:: TEXT ::

One good thing that came out of not working was that I had time to take more care of myself. I saw my chiropractor to help with the neck and upper back pain I was getting from sitting in my office chair, and I made sure to get up out of my chair and work on some of my favorite posture exercises. In the video above, I demonstrate 2 mobility drills for the upper back and 2 strengthening exercises for the shoulders and upper back. The thoracic spine (the part of your spine between the top and bottom of your rib cage) can get very stiff and rigid if we don’t work on it. That’s why I include these two thoracic mobility drills into my routine. They help to lubricate the joints and make it easier to extend your upper back and get out of the slouched position that we tend to get into when seated a lot. The two shoulder exercises are important because prolonged sitting can cause our shoulder to roll forward and inward, and these exercises are meant to strengthen the muscles that pull them back and down to counteract that effect. As always, theses exercises are just examples of what you could do to help ease postural stress, but you should always consult a healthcare or exercise professional to see what exercises are best for you to perform. Enjoy and feel free to contact me with any questions or to set up a consultation at our chiropractic clinic in Beaverton, OR.

:::
:: EXCERPTED DATA ::

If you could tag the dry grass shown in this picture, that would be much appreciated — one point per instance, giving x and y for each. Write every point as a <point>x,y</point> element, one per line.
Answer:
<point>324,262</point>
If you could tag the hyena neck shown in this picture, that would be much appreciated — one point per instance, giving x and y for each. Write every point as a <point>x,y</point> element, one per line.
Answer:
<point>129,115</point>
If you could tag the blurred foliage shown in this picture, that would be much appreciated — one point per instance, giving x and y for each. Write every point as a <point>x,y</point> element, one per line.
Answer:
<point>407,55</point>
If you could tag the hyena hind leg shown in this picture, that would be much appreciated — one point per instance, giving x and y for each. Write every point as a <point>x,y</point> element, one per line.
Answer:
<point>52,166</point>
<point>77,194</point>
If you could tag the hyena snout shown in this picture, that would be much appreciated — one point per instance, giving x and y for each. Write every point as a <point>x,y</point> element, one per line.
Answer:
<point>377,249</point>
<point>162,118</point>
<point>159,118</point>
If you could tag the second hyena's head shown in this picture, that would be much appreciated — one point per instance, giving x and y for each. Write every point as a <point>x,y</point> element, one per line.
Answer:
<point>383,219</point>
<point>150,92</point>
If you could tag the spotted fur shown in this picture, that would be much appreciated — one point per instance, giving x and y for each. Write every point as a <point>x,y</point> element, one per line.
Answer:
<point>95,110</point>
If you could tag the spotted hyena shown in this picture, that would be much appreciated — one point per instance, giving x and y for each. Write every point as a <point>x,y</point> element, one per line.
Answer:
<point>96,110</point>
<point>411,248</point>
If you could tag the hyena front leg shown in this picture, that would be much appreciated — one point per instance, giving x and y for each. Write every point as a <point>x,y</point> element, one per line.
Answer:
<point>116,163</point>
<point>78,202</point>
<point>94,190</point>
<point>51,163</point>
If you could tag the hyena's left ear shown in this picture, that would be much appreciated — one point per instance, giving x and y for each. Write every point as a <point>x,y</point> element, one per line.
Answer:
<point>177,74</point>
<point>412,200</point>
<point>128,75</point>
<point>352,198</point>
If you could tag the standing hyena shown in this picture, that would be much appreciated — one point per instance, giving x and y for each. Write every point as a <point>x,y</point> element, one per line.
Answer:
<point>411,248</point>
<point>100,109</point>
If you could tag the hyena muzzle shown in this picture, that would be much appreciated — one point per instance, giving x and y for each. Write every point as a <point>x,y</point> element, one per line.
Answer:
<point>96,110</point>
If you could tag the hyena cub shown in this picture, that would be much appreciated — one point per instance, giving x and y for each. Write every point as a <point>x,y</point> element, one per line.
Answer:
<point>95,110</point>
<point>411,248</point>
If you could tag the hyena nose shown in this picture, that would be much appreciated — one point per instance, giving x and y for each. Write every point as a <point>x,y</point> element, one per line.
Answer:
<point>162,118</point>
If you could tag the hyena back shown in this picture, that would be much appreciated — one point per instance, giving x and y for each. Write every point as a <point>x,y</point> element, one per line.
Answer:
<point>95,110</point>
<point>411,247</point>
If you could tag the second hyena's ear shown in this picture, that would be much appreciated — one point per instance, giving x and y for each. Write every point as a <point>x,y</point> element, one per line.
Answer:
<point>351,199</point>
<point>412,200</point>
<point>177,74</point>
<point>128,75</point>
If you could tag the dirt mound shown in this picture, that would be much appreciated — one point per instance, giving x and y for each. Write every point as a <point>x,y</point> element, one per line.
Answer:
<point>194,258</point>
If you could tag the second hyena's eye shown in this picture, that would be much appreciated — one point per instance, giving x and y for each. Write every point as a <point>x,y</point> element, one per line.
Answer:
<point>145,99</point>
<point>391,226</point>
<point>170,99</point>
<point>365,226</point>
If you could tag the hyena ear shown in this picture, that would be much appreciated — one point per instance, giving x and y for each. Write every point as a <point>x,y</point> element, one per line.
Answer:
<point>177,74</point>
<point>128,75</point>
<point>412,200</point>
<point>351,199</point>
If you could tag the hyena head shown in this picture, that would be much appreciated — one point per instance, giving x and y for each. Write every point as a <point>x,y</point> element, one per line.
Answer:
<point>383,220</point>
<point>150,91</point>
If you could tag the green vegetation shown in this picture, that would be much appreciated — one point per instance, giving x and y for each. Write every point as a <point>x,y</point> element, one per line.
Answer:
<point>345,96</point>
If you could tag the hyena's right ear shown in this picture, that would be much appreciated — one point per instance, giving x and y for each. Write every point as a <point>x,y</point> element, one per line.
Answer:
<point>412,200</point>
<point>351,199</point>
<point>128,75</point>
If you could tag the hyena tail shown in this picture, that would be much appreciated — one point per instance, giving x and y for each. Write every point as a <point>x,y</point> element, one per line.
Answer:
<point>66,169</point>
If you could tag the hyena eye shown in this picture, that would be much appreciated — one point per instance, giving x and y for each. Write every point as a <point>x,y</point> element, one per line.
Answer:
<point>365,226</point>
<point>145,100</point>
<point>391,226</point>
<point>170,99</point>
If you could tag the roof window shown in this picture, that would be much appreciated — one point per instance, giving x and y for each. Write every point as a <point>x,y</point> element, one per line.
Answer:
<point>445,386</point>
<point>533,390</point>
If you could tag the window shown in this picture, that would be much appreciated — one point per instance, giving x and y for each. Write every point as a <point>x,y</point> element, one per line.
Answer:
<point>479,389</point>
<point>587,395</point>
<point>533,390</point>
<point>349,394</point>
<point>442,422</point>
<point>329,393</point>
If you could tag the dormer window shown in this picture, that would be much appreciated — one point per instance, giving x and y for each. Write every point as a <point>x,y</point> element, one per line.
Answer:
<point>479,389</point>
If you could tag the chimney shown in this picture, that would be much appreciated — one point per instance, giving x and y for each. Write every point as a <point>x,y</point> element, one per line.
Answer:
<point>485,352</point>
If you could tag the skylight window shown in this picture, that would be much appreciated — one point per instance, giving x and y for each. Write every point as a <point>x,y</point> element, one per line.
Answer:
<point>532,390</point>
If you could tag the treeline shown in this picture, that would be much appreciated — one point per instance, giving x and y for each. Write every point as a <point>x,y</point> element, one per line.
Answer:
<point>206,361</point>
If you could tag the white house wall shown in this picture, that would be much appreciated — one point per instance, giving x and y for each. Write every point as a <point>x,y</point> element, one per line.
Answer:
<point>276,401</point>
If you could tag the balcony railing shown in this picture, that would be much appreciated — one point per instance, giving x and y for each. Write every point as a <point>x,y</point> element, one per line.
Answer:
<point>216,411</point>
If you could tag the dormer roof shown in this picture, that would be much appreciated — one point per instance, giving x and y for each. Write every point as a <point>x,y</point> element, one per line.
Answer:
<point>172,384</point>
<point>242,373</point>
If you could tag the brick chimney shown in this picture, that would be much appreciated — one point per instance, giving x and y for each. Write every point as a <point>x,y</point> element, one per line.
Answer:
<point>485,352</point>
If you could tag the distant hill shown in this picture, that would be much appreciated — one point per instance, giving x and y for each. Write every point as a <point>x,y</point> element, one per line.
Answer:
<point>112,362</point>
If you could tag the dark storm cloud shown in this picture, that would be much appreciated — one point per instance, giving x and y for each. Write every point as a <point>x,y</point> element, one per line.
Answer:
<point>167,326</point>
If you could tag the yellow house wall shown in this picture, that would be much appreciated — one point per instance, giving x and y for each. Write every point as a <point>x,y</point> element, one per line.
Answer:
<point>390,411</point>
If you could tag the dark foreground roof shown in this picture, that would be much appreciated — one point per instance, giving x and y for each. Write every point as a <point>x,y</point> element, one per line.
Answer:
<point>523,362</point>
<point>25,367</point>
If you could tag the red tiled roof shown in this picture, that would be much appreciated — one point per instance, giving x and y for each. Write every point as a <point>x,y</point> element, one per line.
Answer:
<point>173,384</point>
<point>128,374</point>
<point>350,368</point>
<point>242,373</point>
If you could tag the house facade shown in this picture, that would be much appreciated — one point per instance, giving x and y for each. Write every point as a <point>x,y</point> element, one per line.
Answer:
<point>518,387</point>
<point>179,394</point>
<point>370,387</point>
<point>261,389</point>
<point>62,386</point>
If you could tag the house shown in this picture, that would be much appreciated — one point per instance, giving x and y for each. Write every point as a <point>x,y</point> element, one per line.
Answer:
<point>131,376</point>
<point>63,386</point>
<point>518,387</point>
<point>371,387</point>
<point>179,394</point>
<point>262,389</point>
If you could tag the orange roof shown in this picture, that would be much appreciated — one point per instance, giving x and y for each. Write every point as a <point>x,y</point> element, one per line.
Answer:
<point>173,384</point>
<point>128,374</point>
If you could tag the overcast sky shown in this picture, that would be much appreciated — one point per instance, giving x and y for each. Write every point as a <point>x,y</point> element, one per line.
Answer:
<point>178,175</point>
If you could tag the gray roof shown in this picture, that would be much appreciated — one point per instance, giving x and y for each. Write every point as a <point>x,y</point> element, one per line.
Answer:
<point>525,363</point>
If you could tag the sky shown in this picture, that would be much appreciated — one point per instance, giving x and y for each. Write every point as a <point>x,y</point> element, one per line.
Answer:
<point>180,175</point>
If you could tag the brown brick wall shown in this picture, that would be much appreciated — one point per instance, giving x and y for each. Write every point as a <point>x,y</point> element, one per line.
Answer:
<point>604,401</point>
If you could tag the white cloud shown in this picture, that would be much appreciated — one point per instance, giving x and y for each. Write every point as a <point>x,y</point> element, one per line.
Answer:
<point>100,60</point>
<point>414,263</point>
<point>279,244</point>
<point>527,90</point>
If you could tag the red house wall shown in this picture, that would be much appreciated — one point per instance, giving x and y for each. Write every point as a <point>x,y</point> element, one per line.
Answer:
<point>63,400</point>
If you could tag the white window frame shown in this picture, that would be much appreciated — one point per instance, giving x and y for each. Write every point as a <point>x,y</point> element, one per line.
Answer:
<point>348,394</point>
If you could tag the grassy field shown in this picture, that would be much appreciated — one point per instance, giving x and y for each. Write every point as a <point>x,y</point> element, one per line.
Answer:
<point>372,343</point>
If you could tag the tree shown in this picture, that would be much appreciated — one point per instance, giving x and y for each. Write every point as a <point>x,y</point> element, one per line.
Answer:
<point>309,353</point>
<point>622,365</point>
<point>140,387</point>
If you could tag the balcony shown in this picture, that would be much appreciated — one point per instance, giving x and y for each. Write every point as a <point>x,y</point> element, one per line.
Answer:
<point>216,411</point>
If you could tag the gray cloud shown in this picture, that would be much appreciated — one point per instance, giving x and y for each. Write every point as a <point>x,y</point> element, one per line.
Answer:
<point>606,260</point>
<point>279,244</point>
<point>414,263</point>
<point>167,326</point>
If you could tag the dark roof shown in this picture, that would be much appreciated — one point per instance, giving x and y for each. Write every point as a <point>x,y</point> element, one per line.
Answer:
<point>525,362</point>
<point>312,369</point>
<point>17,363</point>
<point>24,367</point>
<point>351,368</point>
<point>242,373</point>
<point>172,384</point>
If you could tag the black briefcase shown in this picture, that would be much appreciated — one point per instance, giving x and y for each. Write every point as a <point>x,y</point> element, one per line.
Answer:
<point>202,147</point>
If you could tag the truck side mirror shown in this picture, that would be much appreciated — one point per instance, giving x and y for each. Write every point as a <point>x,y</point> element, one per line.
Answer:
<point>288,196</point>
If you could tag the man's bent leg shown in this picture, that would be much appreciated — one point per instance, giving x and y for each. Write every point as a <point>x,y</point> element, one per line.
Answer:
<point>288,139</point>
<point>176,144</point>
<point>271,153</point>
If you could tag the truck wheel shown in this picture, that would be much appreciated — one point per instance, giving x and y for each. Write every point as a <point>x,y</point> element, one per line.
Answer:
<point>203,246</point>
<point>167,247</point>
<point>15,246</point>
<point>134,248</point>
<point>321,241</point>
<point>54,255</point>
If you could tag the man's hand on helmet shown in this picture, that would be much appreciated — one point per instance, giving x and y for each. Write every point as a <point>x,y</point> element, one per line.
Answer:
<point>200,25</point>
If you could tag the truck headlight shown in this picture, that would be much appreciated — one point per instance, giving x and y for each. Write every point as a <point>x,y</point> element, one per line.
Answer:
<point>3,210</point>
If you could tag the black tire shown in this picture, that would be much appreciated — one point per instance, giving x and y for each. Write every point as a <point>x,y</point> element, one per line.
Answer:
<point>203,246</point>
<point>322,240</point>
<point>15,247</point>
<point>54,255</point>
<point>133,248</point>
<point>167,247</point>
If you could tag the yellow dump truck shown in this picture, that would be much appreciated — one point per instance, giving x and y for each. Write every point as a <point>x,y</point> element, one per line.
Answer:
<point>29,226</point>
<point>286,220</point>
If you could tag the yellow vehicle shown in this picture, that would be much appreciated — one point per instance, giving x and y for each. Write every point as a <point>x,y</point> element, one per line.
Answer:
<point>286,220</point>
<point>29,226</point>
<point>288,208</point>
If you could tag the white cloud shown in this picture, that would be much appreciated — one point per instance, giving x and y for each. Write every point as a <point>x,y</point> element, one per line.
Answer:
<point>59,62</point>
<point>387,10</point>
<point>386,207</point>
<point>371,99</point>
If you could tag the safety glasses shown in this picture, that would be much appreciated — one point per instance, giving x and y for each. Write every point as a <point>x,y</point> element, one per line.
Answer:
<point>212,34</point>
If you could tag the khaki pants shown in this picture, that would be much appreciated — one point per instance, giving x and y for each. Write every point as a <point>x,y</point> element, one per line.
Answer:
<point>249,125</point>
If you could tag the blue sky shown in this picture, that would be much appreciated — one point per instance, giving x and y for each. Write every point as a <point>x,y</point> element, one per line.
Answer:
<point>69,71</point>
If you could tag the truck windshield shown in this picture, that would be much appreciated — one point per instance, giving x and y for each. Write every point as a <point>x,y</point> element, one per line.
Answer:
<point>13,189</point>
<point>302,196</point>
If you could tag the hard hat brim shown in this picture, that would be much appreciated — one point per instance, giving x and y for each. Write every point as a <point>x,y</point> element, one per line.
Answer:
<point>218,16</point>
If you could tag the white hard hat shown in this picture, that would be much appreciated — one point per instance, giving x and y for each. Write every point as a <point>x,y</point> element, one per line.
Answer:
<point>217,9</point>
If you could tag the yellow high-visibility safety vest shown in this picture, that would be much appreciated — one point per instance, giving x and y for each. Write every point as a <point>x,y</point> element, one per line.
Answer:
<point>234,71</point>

:::

■ **INSTRUCTIONS FOR THE TASK**:
Write what comes next in the text on posture exercises for the upper back and shoulders, starting after its final sentence.

■ **RESPONSE TO THE EXERCISE**:
Chiropractic care for hikers with heel pain

We’re continuing our theme this month on hiking injuries. In the last video I talked about what can cause knee pain in hikers and how we treat it. Today I’m going to talk about another common hiking injury – heel pain. Heel pain is a very common complaint in both hikers and runners. A very common diagnosis for heel pain in hikers is Plantar Fasciitis, or inflammation of the connective tissue that supports the arch of your foot.

The plantar fascia attaches to the inside part of your heel, and that’s why this can be one cause of your heel pain. The problem is that not all heel pain is caused by plantar fasciitis. If you’re a hiker with heel pain, you may have tried or at least read online about several different methods of self treatment for heel pain – lacrosse balls, golf balls, heat, ice, kinesiotape, orthotic inserts, or special braces that stretch your foot while you sleep. If plantar fasciitis is not the cause of your heel pain, then perhaps none of those things will work. That is why it’s so important to see your healthcare provider for a proper examination and diagnosis, and your exam needs to include what we call the kinetic chain, or all the joints and tissues upstream from your foot. Your heel pain can be caused by anything from Achilles tendinitis, nerve entrapment at the ankle, peripheral neuropathy, stress fracture, or even a disc injury in your lower back.

Once we’ve gone through a thorough evaluation of a patient with heel pain, there are typically 3 areas we tend to focus on: The lower back, the ankle, and the foot.

If the lower back seems to be contributing to your heel pain, we have several different approaches to help with that. In the office, I can perform chiropractic adjustments as well as use a special table to apply traction to decompress your lower back and relieve pressure on irritated joints and nerve roots that can refer pain to your foot. I will also get you doing some stretches to relieve irritation on the same areas.

In the ankle and lower leg we typically see stiff joints, tight muscles and nerve irritation that contribute to heel pain and a potential diagnosis of plantar fasciitis. For that, we can do some adjusting and mobilization at the ankle, some neuromobilizations to help free up the nerves crossing through there, and deep tissue massage and stretching to loosen up tight muscles.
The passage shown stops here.